YOUR TASK
Every line below that holds the string "woman" must be copied.

AVAILABLE DATA

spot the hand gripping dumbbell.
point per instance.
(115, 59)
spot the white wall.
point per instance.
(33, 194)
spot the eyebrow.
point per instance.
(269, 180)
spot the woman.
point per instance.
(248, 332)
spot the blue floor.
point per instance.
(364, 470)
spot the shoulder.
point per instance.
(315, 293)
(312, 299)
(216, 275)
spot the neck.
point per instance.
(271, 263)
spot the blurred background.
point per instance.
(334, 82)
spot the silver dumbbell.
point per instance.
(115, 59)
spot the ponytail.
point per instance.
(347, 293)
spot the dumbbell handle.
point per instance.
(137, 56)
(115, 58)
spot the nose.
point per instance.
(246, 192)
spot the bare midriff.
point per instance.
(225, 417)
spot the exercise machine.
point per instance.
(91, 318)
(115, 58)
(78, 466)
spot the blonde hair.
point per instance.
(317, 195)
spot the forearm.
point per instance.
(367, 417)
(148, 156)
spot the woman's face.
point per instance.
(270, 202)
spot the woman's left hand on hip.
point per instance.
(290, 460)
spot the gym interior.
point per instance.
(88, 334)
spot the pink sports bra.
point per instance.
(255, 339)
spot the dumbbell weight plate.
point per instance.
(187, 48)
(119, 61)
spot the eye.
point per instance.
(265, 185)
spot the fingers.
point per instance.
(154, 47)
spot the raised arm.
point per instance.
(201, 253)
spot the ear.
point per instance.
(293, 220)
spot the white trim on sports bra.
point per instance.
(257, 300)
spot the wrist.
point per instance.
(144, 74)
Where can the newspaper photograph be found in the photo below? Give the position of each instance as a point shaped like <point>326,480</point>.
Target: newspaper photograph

==

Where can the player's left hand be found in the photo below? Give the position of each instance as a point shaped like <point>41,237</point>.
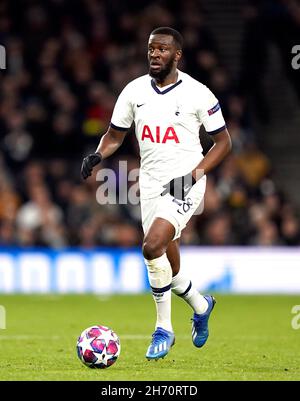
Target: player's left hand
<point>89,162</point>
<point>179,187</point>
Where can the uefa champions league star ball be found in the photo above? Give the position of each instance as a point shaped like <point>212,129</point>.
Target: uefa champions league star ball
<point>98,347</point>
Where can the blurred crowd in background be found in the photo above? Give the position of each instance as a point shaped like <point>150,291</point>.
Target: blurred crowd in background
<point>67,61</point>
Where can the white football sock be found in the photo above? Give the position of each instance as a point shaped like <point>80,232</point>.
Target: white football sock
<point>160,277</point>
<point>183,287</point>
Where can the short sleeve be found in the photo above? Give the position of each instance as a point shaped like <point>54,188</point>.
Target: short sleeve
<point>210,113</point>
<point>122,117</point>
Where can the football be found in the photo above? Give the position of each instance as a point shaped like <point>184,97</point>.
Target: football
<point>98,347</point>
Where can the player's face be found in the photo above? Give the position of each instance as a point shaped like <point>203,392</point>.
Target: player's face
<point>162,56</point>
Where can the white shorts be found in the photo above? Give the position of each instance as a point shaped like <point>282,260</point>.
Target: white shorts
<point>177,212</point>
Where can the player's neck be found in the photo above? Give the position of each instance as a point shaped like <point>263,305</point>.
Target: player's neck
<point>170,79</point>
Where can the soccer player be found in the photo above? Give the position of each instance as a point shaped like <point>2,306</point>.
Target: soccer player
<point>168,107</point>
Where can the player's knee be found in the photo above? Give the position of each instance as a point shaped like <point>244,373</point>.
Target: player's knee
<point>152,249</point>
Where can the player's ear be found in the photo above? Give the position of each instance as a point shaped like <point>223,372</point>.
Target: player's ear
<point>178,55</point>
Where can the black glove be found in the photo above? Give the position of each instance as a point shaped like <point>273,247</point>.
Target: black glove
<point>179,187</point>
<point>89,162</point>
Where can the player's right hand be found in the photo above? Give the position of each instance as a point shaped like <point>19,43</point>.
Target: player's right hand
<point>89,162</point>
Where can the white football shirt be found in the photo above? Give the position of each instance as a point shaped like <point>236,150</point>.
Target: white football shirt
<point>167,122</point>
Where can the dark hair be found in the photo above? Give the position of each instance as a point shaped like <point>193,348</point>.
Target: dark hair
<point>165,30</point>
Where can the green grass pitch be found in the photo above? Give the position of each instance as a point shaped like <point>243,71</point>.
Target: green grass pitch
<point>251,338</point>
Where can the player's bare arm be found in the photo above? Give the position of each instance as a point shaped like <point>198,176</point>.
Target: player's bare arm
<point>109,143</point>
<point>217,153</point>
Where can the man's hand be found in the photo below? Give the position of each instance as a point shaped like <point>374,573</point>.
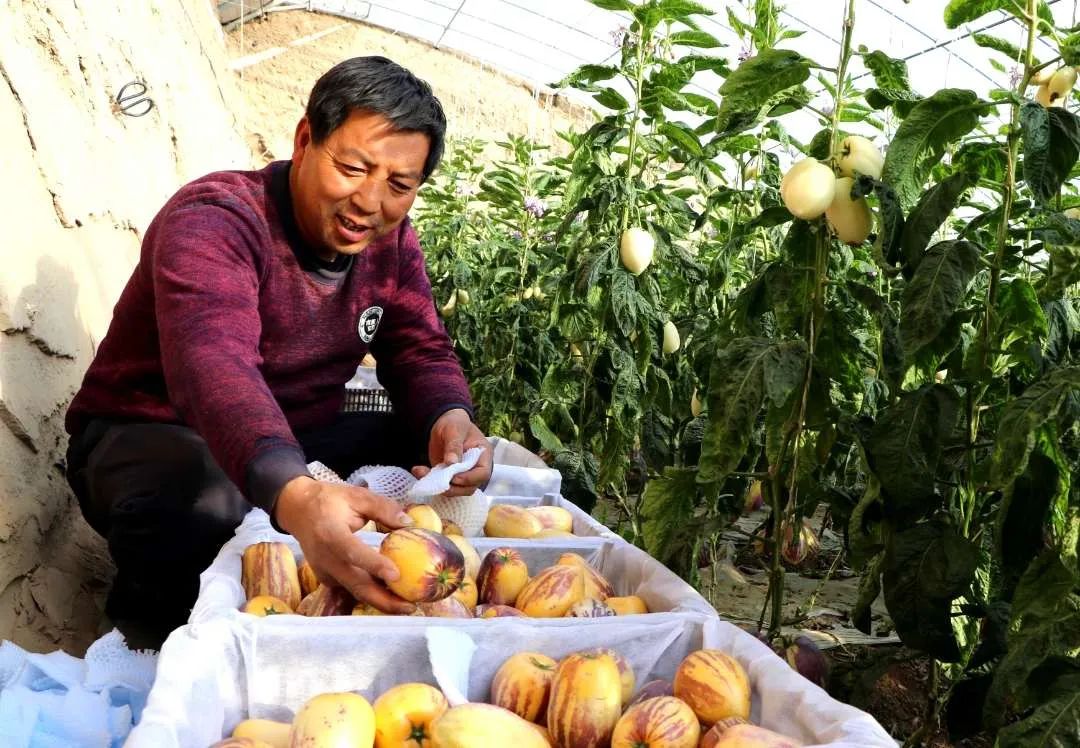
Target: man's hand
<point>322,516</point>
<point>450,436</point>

...

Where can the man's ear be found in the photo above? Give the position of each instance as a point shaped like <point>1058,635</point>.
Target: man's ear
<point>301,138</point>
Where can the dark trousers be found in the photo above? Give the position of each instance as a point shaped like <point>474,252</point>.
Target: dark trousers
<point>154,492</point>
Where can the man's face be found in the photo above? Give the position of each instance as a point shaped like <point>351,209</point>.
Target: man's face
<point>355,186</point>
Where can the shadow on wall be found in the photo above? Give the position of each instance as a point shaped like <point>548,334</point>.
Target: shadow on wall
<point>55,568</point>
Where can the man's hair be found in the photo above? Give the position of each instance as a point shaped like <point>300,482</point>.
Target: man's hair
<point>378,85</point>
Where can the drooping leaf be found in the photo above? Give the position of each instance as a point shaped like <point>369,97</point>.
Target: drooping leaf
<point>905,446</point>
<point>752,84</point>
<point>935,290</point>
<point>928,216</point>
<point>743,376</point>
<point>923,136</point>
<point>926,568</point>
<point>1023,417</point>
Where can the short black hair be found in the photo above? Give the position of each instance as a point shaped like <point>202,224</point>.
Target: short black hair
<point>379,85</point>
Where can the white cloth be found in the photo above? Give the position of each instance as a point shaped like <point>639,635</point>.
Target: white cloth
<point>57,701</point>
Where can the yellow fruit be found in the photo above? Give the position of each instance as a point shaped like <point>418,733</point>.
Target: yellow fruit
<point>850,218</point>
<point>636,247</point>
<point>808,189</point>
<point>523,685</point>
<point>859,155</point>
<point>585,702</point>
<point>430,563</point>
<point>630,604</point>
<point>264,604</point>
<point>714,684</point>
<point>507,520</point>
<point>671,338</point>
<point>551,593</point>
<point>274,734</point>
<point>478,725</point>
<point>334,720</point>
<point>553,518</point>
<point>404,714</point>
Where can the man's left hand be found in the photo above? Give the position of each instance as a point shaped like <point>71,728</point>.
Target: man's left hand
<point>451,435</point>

RESPONSE
spot the woman.
spot the woman's face.
spot the woman's left hand on hip.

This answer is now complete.